[Opening Material to process section]

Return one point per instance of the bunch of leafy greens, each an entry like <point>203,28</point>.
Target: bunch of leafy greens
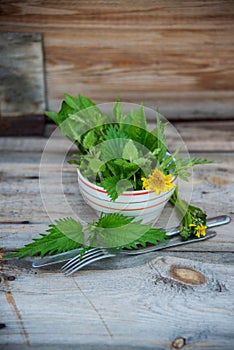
<point>116,152</point>
<point>111,230</point>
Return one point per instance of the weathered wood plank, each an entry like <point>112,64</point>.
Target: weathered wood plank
<point>198,136</point>
<point>22,90</point>
<point>147,305</point>
<point>142,302</point>
<point>21,197</point>
<point>178,55</point>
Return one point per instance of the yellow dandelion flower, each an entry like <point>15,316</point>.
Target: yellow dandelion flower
<point>200,230</point>
<point>157,182</point>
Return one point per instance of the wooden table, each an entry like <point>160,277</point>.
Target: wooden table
<point>180,297</point>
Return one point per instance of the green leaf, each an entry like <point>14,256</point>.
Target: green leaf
<point>89,140</point>
<point>116,230</point>
<point>66,234</point>
<point>53,115</point>
<point>118,112</point>
<point>110,185</point>
<point>130,151</point>
<point>137,118</point>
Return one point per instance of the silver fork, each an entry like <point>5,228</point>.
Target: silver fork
<point>62,257</point>
<point>95,254</point>
<point>90,256</point>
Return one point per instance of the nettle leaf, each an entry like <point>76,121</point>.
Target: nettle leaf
<point>118,112</point>
<point>124,168</point>
<point>130,151</point>
<point>66,234</point>
<point>137,118</point>
<point>110,185</point>
<point>111,149</point>
<point>89,140</point>
<point>117,230</point>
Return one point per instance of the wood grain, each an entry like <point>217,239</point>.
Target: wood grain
<point>177,55</point>
<point>22,90</point>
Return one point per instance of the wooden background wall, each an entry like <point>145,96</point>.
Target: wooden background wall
<point>178,55</point>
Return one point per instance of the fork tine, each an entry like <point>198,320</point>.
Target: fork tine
<point>77,258</point>
<point>86,261</point>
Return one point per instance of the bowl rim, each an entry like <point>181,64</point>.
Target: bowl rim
<point>100,189</point>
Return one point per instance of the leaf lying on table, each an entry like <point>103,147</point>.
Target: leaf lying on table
<point>113,230</point>
<point>63,236</point>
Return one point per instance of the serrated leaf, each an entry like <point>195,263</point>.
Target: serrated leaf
<point>130,151</point>
<point>137,118</point>
<point>110,185</point>
<point>116,230</point>
<point>118,112</point>
<point>89,140</point>
<point>66,234</point>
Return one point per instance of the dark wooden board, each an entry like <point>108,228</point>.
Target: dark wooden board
<point>22,90</point>
<point>178,55</point>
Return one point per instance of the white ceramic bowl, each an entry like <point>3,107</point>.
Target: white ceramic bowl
<point>142,205</point>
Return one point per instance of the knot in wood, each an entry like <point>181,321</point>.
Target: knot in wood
<point>187,275</point>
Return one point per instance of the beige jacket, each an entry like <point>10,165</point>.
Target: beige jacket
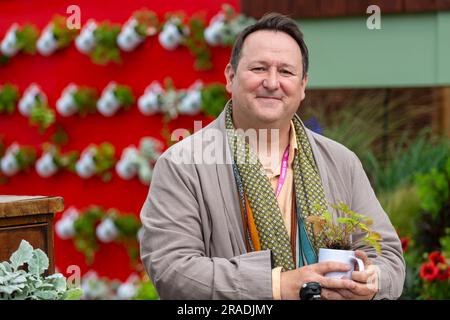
<point>193,244</point>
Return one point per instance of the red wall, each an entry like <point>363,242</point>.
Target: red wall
<point>139,68</point>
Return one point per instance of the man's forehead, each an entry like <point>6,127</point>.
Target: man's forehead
<point>267,46</point>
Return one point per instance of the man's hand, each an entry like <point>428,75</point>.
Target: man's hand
<point>366,283</point>
<point>291,281</point>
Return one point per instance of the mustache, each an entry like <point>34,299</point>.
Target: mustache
<point>268,95</point>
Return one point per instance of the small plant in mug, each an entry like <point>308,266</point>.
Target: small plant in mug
<point>197,45</point>
<point>55,36</point>
<point>9,96</point>
<point>18,38</point>
<point>224,27</point>
<point>42,116</point>
<point>113,97</point>
<point>337,234</point>
<point>142,24</point>
<point>51,161</point>
<point>17,158</point>
<point>75,99</point>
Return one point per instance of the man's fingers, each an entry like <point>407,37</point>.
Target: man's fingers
<point>331,295</point>
<point>347,294</point>
<point>331,266</point>
<point>333,283</point>
<point>360,276</point>
<point>363,256</point>
<point>362,290</point>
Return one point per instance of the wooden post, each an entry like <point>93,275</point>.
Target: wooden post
<point>29,218</point>
<point>444,111</point>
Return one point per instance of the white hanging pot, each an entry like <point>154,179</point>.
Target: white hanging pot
<point>66,105</point>
<point>47,43</point>
<point>45,166</point>
<point>107,231</point>
<point>64,227</point>
<point>85,41</point>
<point>191,103</point>
<point>8,46</point>
<point>108,104</point>
<point>150,148</point>
<point>9,164</point>
<point>128,39</point>
<point>213,33</point>
<point>148,103</point>
<point>126,291</point>
<point>170,37</point>
<point>85,167</point>
<point>29,99</point>
<point>145,173</point>
<point>126,169</point>
<point>140,234</point>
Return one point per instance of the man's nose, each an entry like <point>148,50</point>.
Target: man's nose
<point>271,82</point>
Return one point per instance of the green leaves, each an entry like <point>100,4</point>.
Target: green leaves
<point>86,99</point>
<point>21,255</point>
<point>104,160</point>
<point>433,189</point>
<point>214,98</point>
<point>25,157</point>
<point>106,48</point>
<point>8,98</point>
<point>26,38</point>
<point>42,116</point>
<point>38,262</point>
<point>337,234</point>
<point>124,95</point>
<point>147,22</point>
<point>62,34</point>
<point>18,284</point>
<point>197,45</point>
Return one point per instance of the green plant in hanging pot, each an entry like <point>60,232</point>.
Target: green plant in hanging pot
<point>96,160</point>
<point>196,44</point>
<point>33,104</point>
<point>56,35</point>
<point>84,236</point>
<point>75,99</point>
<point>52,161</point>
<point>42,116</point>
<point>143,23</point>
<point>18,283</point>
<point>120,228</point>
<point>9,96</point>
<point>100,42</point>
<point>433,189</point>
<point>18,38</point>
<point>214,97</point>
<point>17,158</point>
<point>337,236</point>
<point>114,97</point>
<point>224,27</point>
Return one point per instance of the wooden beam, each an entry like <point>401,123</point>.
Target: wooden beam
<point>444,111</point>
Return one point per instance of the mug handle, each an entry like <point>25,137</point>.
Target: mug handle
<point>360,263</point>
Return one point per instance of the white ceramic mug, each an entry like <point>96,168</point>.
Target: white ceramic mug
<point>342,256</point>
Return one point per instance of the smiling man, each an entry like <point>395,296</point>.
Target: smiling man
<point>235,229</point>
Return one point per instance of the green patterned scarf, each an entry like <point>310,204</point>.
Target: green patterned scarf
<point>261,197</point>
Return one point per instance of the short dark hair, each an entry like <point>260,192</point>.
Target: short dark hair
<point>276,22</point>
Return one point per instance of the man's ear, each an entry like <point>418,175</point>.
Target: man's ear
<point>303,87</point>
<point>229,76</point>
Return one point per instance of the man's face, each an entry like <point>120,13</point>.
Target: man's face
<point>267,86</point>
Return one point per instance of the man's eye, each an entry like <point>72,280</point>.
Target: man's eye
<point>286,72</point>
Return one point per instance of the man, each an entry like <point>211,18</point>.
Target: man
<point>234,228</point>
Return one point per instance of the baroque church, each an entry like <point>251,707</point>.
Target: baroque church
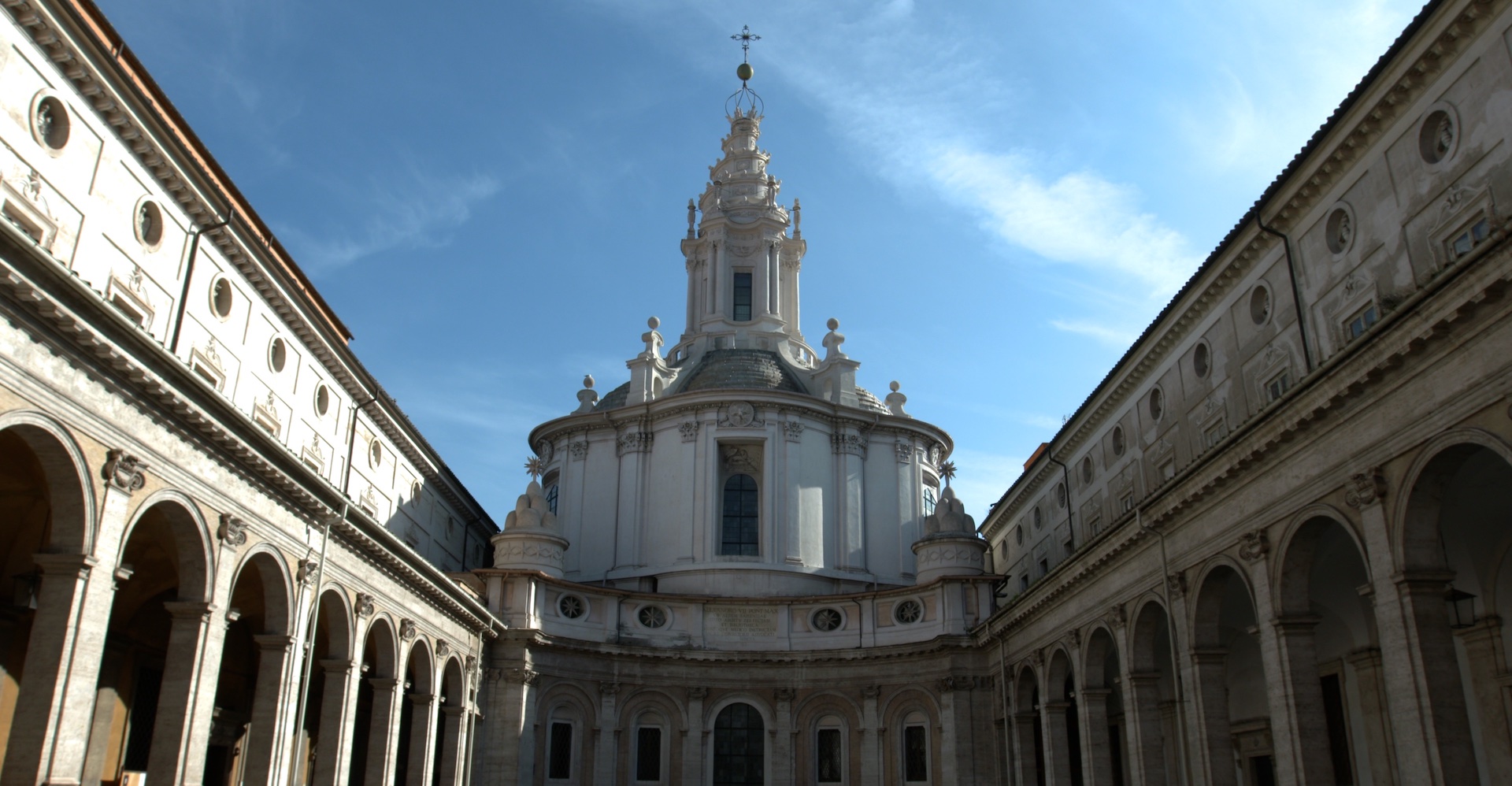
<point>1267,547</point>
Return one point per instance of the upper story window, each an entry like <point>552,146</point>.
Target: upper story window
<point>738,534</point>
<point>743,297</point>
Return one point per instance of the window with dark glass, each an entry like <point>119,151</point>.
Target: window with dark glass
<point>738,747</point>
<point>829,754</point>
<point>915,754</point>
<point>560,759</point>
<point>738,536</point>
<point>743,297</point>
<point>647,753</point>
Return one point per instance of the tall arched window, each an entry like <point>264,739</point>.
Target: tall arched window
<point>738,536</point>
<point>739,747</point>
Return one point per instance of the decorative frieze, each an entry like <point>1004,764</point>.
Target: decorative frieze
<point>124,470</point>
<point>1364,488</point>
<point>232,531</point>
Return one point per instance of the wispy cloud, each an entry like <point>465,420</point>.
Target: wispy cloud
<point>415,210</point>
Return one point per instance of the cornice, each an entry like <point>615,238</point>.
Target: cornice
<point>1305,185</point>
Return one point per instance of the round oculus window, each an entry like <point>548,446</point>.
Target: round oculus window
<point>221,298</point>
<point>652,617</point>
<point>826,620</point>
<point>50,123</point>
<point>277,354</point>
<point>150,224</point>
<point>1436,136</point>
<point>572,606</point>
<point>1260,306</point>
<point>1339,230</point>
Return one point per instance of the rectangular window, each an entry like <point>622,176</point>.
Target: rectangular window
<point>560,758</point>
<point>915,754</point>
<point>1358,324</point>
<point>743,298</point>
<point>1469,239</point>
<point>647,753</point>
<point>829,756</point>
<point>1278,386</point>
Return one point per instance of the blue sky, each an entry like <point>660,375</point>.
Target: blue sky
<point>999,195</point>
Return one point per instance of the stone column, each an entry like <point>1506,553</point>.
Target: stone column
<point>180,733</point>
<point>1296,700</point>
<point>1484,654</point>
<point>269,702</point>
<point>1211,735</point>
<point>422,738</point>
<point>605,744</point>
<point>1147,740</point>
<point>693,738</point>
<point>1024,747</point>
<point>451,767</point>
<point>383,733</point>
<point>41,706</point>
<point>1096,768</point>
<point>1434,684</point>
<point>1058,744</point>
<point>335,758</point>
<point>1373,714</point>
<point>869,728</point>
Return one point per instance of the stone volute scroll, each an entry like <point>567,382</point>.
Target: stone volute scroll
<point>950,544</point>
<point>531,539</point>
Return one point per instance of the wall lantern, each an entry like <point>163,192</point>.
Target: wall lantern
<point>1464,605</point>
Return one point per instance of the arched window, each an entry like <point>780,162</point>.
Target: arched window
<point>739,747</point>
<point>738,536</point>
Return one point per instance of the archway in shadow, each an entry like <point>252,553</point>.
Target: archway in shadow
<point>43,506</point>
<point>1328,643</point>
<point>374,710</point>
<point>1102,710</point>
<point>324,710</point>
<point>1153,712</point>
<point>1229,685</point>
<point>251,679</point>
<point>1456,526</point>
<point>147,677</point>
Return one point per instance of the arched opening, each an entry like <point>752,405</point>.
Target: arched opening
<point>413,759</point>
<point>251,682</point>
<point>1062,723</point>
<point>374,712</point>
<point>1456,529</point>
<point>1030,729</point>
<point>320,748</point>
<point>1328,646</point>
<point>739,747</point>
<point>739,532</point>
<point>451,717</point>
<point>1229,682</point>
<point>44,513</point>
<point>153,646</point>
<point>1153,715</point>
<point>1102,710</point>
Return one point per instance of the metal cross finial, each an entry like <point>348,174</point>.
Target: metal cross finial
<point>746,37</point>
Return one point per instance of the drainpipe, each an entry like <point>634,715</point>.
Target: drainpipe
<point>183,295</point>
<point>1296,291</point>
<point>1171,634</point>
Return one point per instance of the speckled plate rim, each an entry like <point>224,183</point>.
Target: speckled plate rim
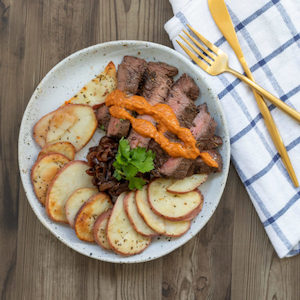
<point>185,238</point>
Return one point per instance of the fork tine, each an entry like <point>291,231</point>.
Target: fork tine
<point>206,42</point>
<point>197,50</point>
<point>197,60</point>
<point>206,51</point>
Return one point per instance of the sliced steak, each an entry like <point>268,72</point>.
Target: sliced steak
<point>208,143</point>
<point>176,167</point>
<point>201,167</point>
<point>180,99</point>
<point>118,128</point>
<point>129,75</point>
<point>103,116</point>
<point>204,127</point>
<point>157,83</point>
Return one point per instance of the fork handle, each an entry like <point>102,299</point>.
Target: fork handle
<point>280,104</point>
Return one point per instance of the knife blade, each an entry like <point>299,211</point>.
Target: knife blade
<point>223,20</point>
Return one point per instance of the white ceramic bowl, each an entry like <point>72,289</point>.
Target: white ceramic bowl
<point>62,82</point>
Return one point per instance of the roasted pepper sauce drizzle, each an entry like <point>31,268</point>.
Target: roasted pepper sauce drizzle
<point>163,114</point>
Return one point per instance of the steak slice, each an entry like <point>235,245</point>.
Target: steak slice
<point>129,75</point>
<point>201,167</point>
<point>180,97</point>
<point>209,143</point>
<point>157,83</point>
<point>204,126</point>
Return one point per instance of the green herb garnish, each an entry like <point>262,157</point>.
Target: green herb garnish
<point>130,162</point>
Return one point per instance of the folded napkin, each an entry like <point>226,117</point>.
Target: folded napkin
<point>268,32</point>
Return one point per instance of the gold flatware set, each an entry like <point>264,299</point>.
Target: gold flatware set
<point>214,61</point>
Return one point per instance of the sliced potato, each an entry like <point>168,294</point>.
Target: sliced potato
<point>65,148</point>
<point>187,184</point>
<point>135,218</point>
<point>157,223</point>
<point>99,230</point>
<point>88,213</point>
<point>74,123</point>
<point>43,171</point>
<point>121,235</point>
<point>40,129</point>
<point>76,200</point>
<point>174,207</point>
<point>95,92</point>
<point>70,178</point>
<point>196,211</point>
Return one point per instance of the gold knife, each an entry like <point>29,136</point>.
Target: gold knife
<point>223,20</point>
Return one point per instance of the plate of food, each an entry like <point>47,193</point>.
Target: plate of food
<point>124,151</point>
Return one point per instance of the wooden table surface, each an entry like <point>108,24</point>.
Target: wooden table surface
<point>231,258</point>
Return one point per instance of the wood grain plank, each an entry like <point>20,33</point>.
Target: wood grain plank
<point>257,272</point>
<point>201,269</point>
<point>231,258</point>
<point>52,31</point>
<point>11,91</point>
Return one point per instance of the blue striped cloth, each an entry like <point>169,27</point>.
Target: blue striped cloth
<point>268,32</point>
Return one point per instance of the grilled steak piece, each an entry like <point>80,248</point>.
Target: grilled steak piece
<point>200,167</point>
<point>209,143</point>
<point>103,116</point>
<point>204,126</point>
<point>180,99</point>
<point>176,167</point>
<point>157,83</point>
<point>129,75</point>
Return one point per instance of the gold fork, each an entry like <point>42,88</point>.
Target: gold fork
<point>274,133</point>
<point>215,61</point>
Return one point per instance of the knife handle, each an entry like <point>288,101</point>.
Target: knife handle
<point>272,128</point>
<point>280,104</point>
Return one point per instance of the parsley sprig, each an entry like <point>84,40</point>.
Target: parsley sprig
<point>130,162</point>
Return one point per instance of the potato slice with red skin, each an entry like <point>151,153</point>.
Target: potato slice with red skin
<point>99,230</point>
<point>74,123</point>
<point>157,223</point>
<point>121,236</point>
<point>196,212</point>
<point>70,178</point>
<point>187,184</point>
<point>173,207</point>
<point>88,213</point>
<point>65,148</point>
<point>43,171</point>
<point>95,91</point>
<point>75,202</point>
<point>40,129</point>
<point>135,218</point>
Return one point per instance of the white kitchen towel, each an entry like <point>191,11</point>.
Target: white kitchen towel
<point>268,32</point>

[Closing Material to process section]

## Activity
Your answer must be the exact lines from the start of the data through the line with "Return one point per instance of the weathered", inclusive, and nothing else; pictures do not belong in it.

## Answer section
Return one point per instance of the bunch of leafy greens, each an entry like <point>203,28</point>.
Target: bunch of leafy greens
<point>116,152</point>
<point>111,230</point>
Return one point per instance of the weathered wood plank, each an entry like <point>112,64</point>.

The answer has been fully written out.